Wes Anderson’s Isle of Dogs announced as SXSW closing feature as full program revealed

As we approach the 2018 addition SXSW Film Festival over in Austin, Texas the full program for the festivals’ 25th anniversary is still taking shape. We already gave you a nice look at some of the highlights of the program in its initial stages, but that list may need a big update sometime soon because Wes Anderson’s hugely anticipated Isle of Dogs has just been added to the lineup.

In addition to the remainder of the program, which spans midnighters, shorts, virtual cinema, music videos, title sequences, independent episodic lineup, and other additional features, Isle of Dogs has been locked in and will undoubtedly one of the biggest drawcards for the momentous film festival. As the Closing Night Film, this screening will be Isle of Dogs‘ North American premiere.

Isle of Dogs tells the story of Atari Kobayashi, a 12-year-old ward to corrupt Mayor Kobayashi. When, by executive decree, all the canine pets of Megasaki City are exiled to a vast garbage dump, Atari sets off alone in a miniature Junior-Turbo Prop and flies to Trash Island in search of his bodyguard-dog, Spots. There, with the assistance of a pack of newly-found mongrel friends, he begins an epic journey that will decide the fate and future of the entire Prefecture. Already positioned as one of the year’s most highly anticipated releases, the film includes a head-spinning all-star cast including Bryan Cranston, Koyu Rankin, Edward Norton, Bob Balaban, Bill Murray, Jeff Goldblum, Kunichi Nomura, Akira Takayama, Greta Gerwig, Frances McDormand, Akira Ito, Scarlett Johansson, Harvey Keitel, F. Murray Abraham, Yoko Ono, Tilda Swinton, Ken Watanabe, Mari Natsuki, Fisher Stevens, Nijiro Murakami, Liev Schreiber, and Courtney B. Vance.

You might want to read that list again.

#####

Resume the news piece about Isle of Dogs closing SXSW, starting right after its final line.

#####

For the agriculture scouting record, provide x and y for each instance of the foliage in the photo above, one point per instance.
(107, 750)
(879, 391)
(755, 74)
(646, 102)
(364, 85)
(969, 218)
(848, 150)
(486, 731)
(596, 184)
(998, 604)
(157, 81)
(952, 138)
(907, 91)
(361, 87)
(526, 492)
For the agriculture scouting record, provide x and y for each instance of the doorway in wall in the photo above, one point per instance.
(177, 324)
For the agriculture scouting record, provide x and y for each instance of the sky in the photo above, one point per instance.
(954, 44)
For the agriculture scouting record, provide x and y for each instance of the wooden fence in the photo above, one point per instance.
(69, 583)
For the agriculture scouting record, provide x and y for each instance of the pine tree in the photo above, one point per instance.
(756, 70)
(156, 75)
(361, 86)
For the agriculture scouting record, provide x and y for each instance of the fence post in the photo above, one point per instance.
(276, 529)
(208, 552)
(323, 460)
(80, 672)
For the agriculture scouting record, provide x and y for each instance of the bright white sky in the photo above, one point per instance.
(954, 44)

#####

The result:
As for the rest of the program announced today, here’s a look at what you can expect:

Midnighters

A total of 10 genre films will be screened as part of the “SXSW Midnighters” section of the program, which has been a consistent favourite across the film festival in previous years and looks to continue that acclaim with 6 of those being World Premieres spanning dark comedies, thrillers, Sc-Fi, mystery and slasher horror from a mix of established and first-time filmmakers.

Part of that Midnighter program is Upgrade (previously known as STEM), which has been added to the pool of 132 total features now part of the festival. The new film from writer and director Leigh Whannell (best known as co-creator of the Saw and Insidious franchises) will slot into a special midnight screening and tell a story set in a utopian future where technology controls everything – a setting in which technophobe Grey Trace (Logan Marshall-Green) avenges his wife’s murder and his own paralysis-causing injury with the help of an experimental computer chip implant that turns out to have a mind of its own. The film also stars Betty Gabriel (Get Out), Benedict Hardie (Hacksaw Ridge), and Harrison Gilbertson (Picnic at Hanging Rock).

Other “Midnighter” additions include Own Egerton’s Blood Fest; Ari Aster’s much talked about Hereditary; Field Guide to Evil, a film with nine different directors across multiple countries; and Jenn Wexler’s The Ranger.

Short Film Program

188 short films, independent episodics, and music videos have been selected from 5,410 submissions, providing a comprehensive range for this year’s Short Film Program which will screen as part of 12 curated shorts programs.

The shorts program is diverse both on and off the screen. Over half of the films selected across the numerous programs are directed by women and there are various countries and perspectives represented. As Senior Film Programmer Claudette Godfrey put it: “I get fired up and inspired by the sense of discovery and boundary pushing in our shorts program”.

This includes “Narrative Shorts” like Allen Anders – Live at the Comedy Castle by Laura Moss; “Documentary Shorts” like Garret Bradley’s The Earth is Humming, exploring earthquake preparedness as a way of life in Japan; “Animated Shorts” like Réka Bucsi’s Solar Walk; “Midnight Shorts” like House of Air by the infinitely talented Brendan Maclean; shorts from Texas high-schoolers; music videos from the likes of JAY-Z, The Shins and Amanda Palmer; and so much more.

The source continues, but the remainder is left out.